╭─ TEXT EXTRACT

Monday, 10 April 2017

The emptiness and form of romance

Trust and respect are the emptiness and form of romance.  This means that you must listen to each other with open minds and open hearts.   You both need to feel valued and appreciated by each other – even for your perceived foibles and weaknesses.  Foibles and weaknesses must become endearing.  Having chosen each other you can now only celebrate every aspect of each other.  The only way forward, for any couple, is to find more and more to love and cherish within each other.

p31-32, Emailing the Lamas from Afar, Ngakpa Chögyam and Khandro Déchen, Aro Books, 2009, ISBN 978-0-9653948-5-7

Monday, 3 April 2017

Humour and the hell of being a practitioner

The hell of being a practitioner is the state in which we begin to see through our neuroses, and yet we continue to afflict ourselves with them.
It can only stop through clarity and, to have clarity develop, we need humour.  We have to accept that we are both the dyed-in-the-wool neurotic and the practitioner who is trying to let neuroses go.  That is comical and we have to be fairly light-hearted about it.  With sufficient humour, we can simply be the space that lets these two lunatics dance.

p78-79, Emailing the Lamas from Afar, Ngakpa Chögyam and Khandro Déchen, Aro Books, 2009, ISBN 978-0-9653948-5-7

Monday, 27 March 2017

Tantra is not concerned with seeking extremes

In the West, Tantra has seemed very tempting to the emotionally and intellectually wild.  This has been especially true among those who have inferred indulgence in full-blown hedonism to be the path.  However, although there is some connection with hedonism, with its characteristic quality of not holding back, this view is seriously lopsided.  Tantra is not concerned with seeking extremes.
It avoids utilising experience of any kind as a means of concretely defining the nature of reality.

p8-9, Wearing the Body of Visions, Ngakpa Chögyam, Aro Books, 1995, ISBN 1-898185-03-4

Monday, 20 March 2017

Cheerfulness

If we cannot laugh at ourselves – we cannot laugh with others or cause others to laugh.  Laughter is a gift – and causing laughter is an act of kindness.  Laughter requires space – space to see the ridiculous in our situations as beginninglessly enlightened beings who create the illusion of duality.  That is really rather funny.  It is also rather sad, tragic – but that very paradox is what puts us at the pivotal point of the precious human rebirth.

╰─

**WHAT IS ASKED:**
A - Retype everything in the dated excerpts from "p78-79, Emailing the" down to "with seeking extremes.".
B - Answer these questions from the dated excerpts:
(i) In which year did Aro Books publish "Wearing the Body of Visions"?
(ii) Under "Humour and the hell of being a practitioner", what do we need for clarity to develop?
(iii) Under "Cheerfulness", what is laughter called in the sentence that also calls causing laughter an act of kindness?
The entries that come after the dated excerpts are separate material.

╭─ DATA PROVIDED

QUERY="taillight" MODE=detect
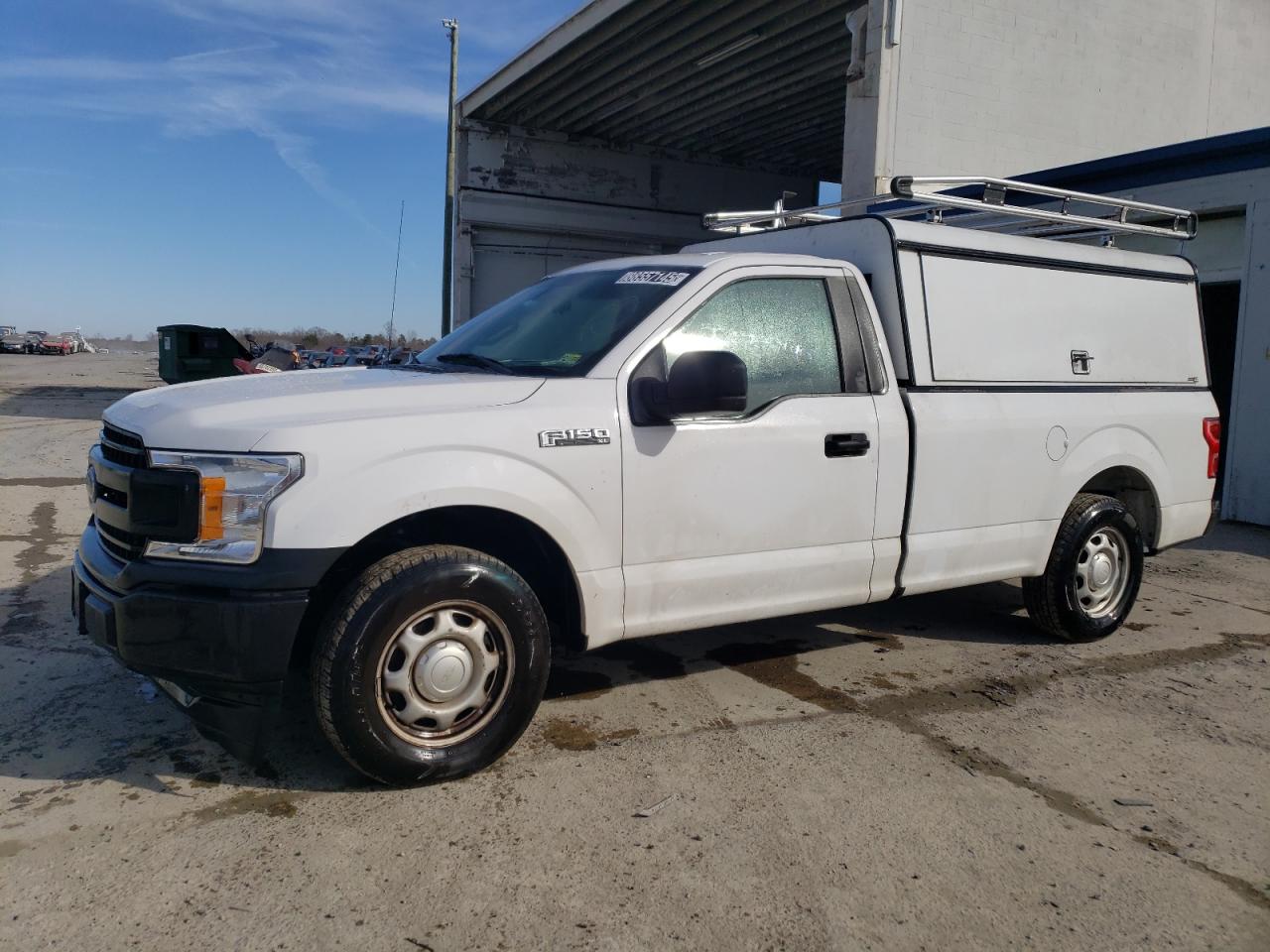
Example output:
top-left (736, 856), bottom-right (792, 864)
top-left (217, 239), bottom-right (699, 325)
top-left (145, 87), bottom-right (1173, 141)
top-left (1204, 416), bottom-right (1221, 480)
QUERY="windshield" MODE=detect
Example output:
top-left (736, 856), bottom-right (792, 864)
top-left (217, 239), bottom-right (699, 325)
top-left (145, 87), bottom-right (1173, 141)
top-left (417, 267), bottom-right (701, 377)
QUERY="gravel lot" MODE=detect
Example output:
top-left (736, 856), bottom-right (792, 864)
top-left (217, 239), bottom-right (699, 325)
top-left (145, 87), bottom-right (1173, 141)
top-left (0, 354), bottom-right (1270, 952)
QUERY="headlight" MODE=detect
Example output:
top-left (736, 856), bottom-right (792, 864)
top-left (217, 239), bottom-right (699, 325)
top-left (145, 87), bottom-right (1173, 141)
top-left (146, 449), bottom-right (305, 562)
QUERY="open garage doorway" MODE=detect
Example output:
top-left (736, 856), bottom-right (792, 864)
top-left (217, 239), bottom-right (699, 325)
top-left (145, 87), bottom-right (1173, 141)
top-left (1199, 281), bottom-right (1239, 499)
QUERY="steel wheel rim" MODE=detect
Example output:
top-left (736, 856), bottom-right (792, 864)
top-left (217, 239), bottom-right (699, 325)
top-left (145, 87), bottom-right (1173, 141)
top-left (376, 600), bottom-right (516, 748)
top-left (1074, 526), bottom-right (1130, 618)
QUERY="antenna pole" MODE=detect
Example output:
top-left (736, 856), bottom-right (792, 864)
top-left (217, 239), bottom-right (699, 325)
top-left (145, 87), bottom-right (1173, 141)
top-left (441, 19), bottom-right (458, 336)
top-left (389, 198), bottom-right (405, 353)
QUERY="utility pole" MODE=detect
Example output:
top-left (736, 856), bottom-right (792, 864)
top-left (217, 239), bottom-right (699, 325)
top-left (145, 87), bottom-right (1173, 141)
top-left (389, 198), bottom-right (405, 352)
top-left (441, 19), bottom-right (458, 336)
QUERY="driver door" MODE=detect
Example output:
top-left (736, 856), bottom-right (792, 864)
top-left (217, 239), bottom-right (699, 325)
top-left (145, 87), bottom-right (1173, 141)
top-left (618, 268), bottom-right (877, 638)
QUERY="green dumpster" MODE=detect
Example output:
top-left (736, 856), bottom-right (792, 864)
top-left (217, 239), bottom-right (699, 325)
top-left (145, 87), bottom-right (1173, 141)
top-left (159, 323), bottom-right (251, 384)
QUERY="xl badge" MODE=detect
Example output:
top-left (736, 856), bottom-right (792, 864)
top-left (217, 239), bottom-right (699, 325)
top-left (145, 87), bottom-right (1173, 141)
top-left (539, 427), bottom-right (612, 447)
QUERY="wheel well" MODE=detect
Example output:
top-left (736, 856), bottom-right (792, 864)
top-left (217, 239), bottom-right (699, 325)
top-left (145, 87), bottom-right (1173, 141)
top-left (291, 505), bottom-right (585, 666)
top-left (1080, 466), bottom-right (1160, 551)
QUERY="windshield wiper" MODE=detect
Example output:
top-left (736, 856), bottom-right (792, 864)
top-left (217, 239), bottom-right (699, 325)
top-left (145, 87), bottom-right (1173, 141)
top-left (432, 353), bottom-right (514, 375)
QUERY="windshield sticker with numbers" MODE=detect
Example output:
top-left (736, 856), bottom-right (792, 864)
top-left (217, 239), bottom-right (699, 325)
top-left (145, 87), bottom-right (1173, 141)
top-left (613, 272), bottom-right (689, 287)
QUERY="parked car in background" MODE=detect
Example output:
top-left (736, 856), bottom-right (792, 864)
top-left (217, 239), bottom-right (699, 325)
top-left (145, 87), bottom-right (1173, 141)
top-left (40, 334), bottom-right (78, 357)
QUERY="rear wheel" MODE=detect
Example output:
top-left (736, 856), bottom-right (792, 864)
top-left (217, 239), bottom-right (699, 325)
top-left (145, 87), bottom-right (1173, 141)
top-left (313, 545), bottom-right (550, 784)
top-left (1024, 493), bottom-right (1142, 641)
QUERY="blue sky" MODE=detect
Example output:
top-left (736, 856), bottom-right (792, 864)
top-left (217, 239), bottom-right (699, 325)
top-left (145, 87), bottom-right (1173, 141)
top-left (0, 0), bottom-right (581, 336)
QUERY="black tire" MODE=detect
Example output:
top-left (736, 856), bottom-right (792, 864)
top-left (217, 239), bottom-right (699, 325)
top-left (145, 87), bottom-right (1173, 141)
top-left (1024, 493), bottom-right (1143, 641)
top-left (312, 545), bottom-right (552, 784)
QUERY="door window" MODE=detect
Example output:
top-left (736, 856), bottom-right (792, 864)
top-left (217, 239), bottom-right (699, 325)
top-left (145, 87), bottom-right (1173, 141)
top-left (663, 278), bottom-right (842, 413)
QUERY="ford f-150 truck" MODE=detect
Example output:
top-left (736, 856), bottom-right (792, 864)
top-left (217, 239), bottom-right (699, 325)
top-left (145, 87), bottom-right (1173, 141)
top-left (72, 178), bottom-right (1219, 783)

╰─

**EXERCISE RESPONSES:**
A -
p78-79, Emailing the Lamas from Afar, Ngakpa Chögyam and Khandro Déchen, Aro Books, 2009, ISBN 978-0-9653948-5-7

Monday, 27 March 2017

Tantra is not concerned with seeking extremes

In the West, Tantra has seemed very tempting to the emotionally and intellectually wild.  This has been especially true among those who have inferred indulgence in full-blown hedonism to be the path.  However, although there is some connection with hedonism, with its characteristic quality of not holding back, this view is seriously lopsided.  Tantra is not concerned with seeking extremes.

B -
(i) 1995
(ii) Humour
(iii) A gift